* Begin PROVIDED INFORMATION *

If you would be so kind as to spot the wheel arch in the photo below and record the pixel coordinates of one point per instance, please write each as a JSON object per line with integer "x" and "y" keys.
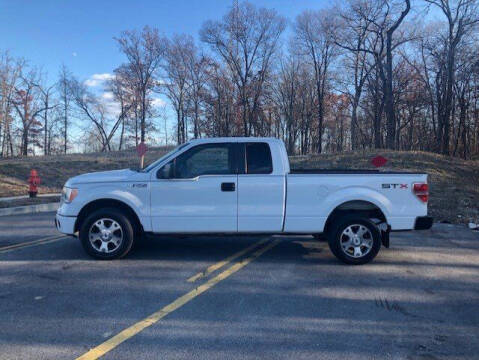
{"x": 106, "y": 203}
{"x": 360, "y": 207}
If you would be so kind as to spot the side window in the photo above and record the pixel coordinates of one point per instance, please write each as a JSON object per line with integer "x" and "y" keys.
{"x": 209, "y": 159}
{"x": 258, "y": 159}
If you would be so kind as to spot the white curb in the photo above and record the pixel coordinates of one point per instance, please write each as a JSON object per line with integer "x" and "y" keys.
{"x": 29, "y": 209}
{"x": 10, "y": 198}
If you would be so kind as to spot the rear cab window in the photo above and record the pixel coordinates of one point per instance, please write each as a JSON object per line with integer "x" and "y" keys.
{"x": 258, "y": 159}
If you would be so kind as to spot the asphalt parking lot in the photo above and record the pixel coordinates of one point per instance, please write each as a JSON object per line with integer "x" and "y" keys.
{"x": 247, "y": 297}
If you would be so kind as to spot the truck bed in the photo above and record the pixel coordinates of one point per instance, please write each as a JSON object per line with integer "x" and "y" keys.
{"x": 349, "y": 171}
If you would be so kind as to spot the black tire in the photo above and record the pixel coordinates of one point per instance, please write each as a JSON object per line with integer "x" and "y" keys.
{"x": 126, "y": 229}
{"x": 336, "y": 237}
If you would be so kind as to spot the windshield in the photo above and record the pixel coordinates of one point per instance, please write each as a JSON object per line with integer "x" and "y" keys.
{"x": 155, "y": 163}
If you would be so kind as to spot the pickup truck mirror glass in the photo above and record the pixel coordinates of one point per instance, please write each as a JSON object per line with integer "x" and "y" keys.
{"x": 166, "y": 172}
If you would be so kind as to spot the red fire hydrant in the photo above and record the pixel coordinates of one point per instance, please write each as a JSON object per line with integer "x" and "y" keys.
{"x": 34, "y": 181}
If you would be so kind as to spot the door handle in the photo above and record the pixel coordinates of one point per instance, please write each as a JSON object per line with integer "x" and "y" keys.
{"x": 228, "y": 186}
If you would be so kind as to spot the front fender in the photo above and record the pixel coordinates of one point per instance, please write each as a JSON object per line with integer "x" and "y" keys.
{"x": 137, "y": 198}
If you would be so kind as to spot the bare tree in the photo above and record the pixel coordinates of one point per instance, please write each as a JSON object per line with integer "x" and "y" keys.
{"x": 28, "y": 104}
{"x": 65, "y": 99}
{"x": 246, "y": 39}
{"x": 462, "y": 17}
{"x": 314, "y": 37}
{"x": 144, "y": 52}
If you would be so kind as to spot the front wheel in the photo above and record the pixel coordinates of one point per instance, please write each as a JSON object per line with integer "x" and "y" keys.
{"x": 107, "y": 234}
{"x": 354, "y": 240}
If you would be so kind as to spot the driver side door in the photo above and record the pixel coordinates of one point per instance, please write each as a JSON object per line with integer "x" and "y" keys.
{"x": 197, "y": 191}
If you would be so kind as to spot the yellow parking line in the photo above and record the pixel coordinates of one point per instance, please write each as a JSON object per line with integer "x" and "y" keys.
{"x": 222, "y": 263}
{"x": 31, "y": 243}
{"x": 131, "y": 331}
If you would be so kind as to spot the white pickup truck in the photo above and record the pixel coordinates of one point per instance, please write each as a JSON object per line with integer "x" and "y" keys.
{"x": 241, "y": 185}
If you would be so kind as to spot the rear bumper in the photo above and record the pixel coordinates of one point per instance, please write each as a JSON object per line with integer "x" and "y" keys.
{"x": 65, "y": 224}
{"x": 423, "y": 223}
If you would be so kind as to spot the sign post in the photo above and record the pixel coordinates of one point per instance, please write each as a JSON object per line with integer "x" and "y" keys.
{"x": 141, "y": 150}
{"x": 379, "y": 161}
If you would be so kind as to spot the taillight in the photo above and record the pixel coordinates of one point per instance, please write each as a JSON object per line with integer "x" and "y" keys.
{"x": 421, "y": 190}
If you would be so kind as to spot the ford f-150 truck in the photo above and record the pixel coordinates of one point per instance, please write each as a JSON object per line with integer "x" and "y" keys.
{"x": 241, "y": 185}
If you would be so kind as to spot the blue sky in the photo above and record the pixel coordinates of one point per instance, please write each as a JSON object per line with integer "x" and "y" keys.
{"x": 80, "y": 33}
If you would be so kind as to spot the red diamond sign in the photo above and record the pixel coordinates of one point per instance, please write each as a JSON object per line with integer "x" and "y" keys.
{"x": 379, "y": 161}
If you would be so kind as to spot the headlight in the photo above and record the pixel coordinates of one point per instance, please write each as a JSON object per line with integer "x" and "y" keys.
{"x": 69, "y": 194}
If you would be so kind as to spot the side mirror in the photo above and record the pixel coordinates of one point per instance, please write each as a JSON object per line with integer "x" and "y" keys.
{"x": 166, "y": 172}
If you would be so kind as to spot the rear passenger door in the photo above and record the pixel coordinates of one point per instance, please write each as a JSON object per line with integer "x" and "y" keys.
{"x": 261, "y": 192}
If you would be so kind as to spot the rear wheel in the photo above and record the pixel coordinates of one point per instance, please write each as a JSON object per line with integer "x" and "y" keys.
{"x": 107, "y": 234}
{"x": 354, "y": 240}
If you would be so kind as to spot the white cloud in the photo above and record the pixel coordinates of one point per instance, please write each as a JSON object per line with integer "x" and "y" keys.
{"x": 107, "y": 95}
{"x": 158, "y": 102}
{"x": 98, "y": 79}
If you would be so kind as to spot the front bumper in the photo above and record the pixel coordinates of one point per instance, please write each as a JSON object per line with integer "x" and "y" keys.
{"x": 65, "y": 224}
{"x": 423, "y": 223}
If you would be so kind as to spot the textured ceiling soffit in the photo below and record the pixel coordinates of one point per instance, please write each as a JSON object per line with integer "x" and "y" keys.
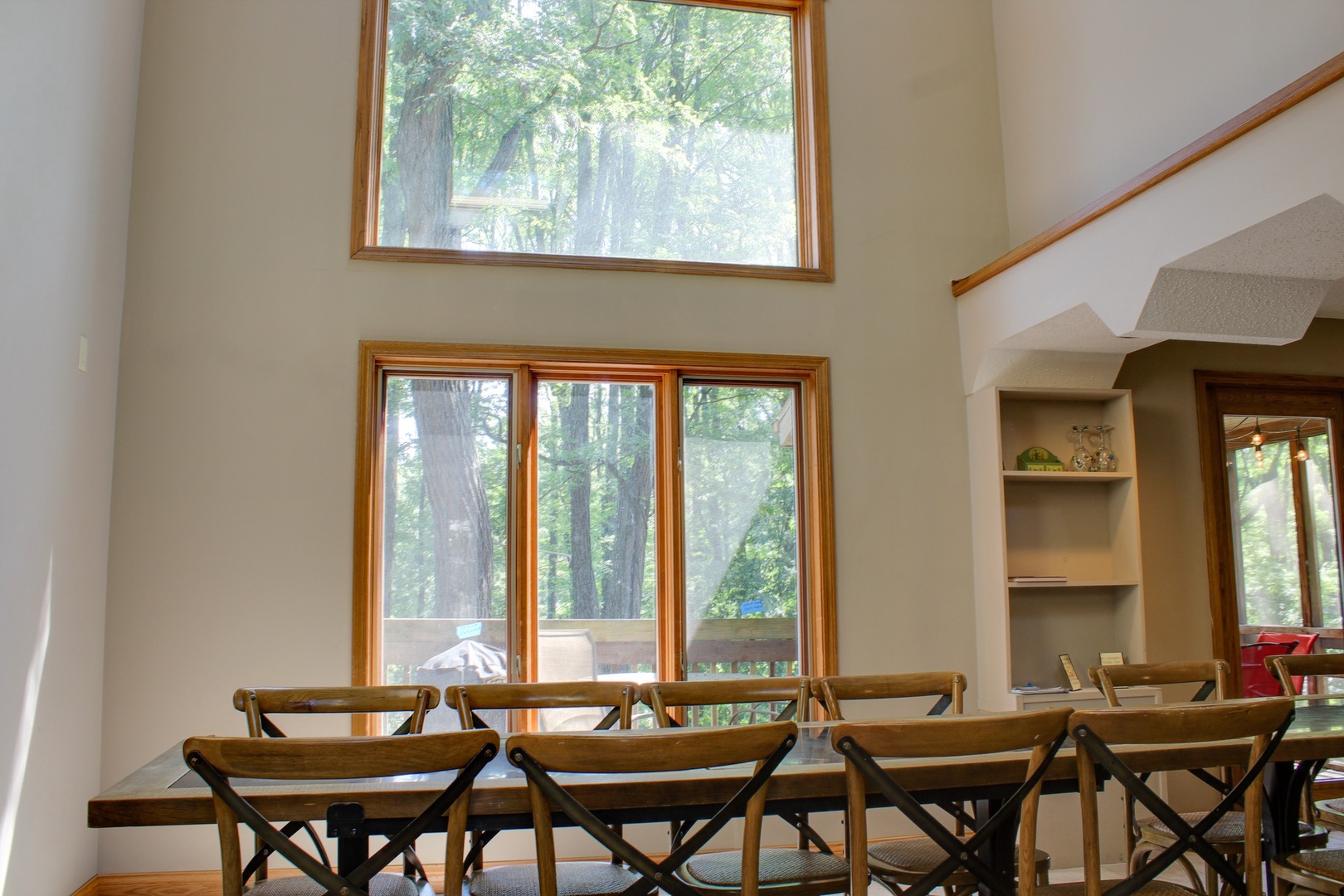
{"x": 1229, "y": 308}
{"x": 1304, "y": 242}
{"x": 1333, "y": 303}
{"x": 1077, "y": 329}
{"x": 1035, "y": 368}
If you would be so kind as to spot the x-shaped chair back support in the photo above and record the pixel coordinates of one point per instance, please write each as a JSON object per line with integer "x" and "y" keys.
{"x": 864, "y": 743}
{"x": 218, "y": 759}
{"x": 650, "y": 752}
{"x": 620, "y": 696}
{"x": 791, "y": 694}
{"x": 257, "y": 703}
{"x": 1096, "y": 731}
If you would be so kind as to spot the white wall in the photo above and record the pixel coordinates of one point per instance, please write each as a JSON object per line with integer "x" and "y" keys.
{"x": 236, "y": 422}
{"x": 1094, "y": 91}
{"x": 67, "y": 97}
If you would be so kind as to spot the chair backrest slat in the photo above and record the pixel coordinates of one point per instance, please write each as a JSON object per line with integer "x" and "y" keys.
{"x": 1289, "y": 668}
{"x": 258, "y": 703}
{"x": 619, "y": 696}
{"x": 791, "y": 691}
{"x": 218, "y": 759}
{"x": 1210, "y": 674}
{"x": 648, "y": 751}
{"x": 325, "y": 758}
{"x": 834, "y": 691}
{"x": 652, "y": 752}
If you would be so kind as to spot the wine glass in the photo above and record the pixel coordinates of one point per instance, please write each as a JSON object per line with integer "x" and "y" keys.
{"x": 1105, "y": 458}
{"x": 1082, "y": 460}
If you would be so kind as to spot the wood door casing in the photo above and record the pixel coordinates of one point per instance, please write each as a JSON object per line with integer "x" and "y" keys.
{"x": 1252, "y": 394}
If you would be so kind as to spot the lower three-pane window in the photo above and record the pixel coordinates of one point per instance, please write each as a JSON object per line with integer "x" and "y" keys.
{"x": 537, "y": 514}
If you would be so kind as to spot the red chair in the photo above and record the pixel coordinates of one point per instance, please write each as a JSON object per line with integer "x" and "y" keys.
{"x": 1305, "y": 644}
{"x": 1257, "y": 681}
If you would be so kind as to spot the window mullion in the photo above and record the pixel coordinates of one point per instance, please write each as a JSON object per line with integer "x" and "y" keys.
{"x": 671, "y": 589}
{"x": 523, "y": 561}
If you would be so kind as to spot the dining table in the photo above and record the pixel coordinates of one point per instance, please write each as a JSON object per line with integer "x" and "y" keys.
{"x": 811, "y": 779}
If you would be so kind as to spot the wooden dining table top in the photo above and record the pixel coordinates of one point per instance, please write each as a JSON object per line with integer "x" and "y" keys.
{"x": 164, "y": 791}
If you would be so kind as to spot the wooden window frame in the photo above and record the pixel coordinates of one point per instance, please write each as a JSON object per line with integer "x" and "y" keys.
{"x": 1218, "y": 392}
{"x": 667, "y": 371}
{"x": 816, "y": 250}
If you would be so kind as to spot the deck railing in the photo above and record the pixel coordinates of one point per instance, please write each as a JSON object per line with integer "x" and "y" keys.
{"x": 741, "y": 646}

* End PROVIDED INFORMATION *

- [AIM]: Arrange the data from the line containing "If you would be so kind as to spot the deck" through the end of the data as a Markdown table with the columns Index and Text, giving each line's number under Index and the line itself under Text, and omitting blank lines.

- [CORRECT RESPONSE]:
| Index | Text |
|---|---|
| 1 | If you would be so kind as to spot the deck railing in the photo above and record the pixel coordinates of one point per instance, please write each as a JSON object per line with integer "x" and "y" keys. |
| 2 | {"x": 741, "y": 646} |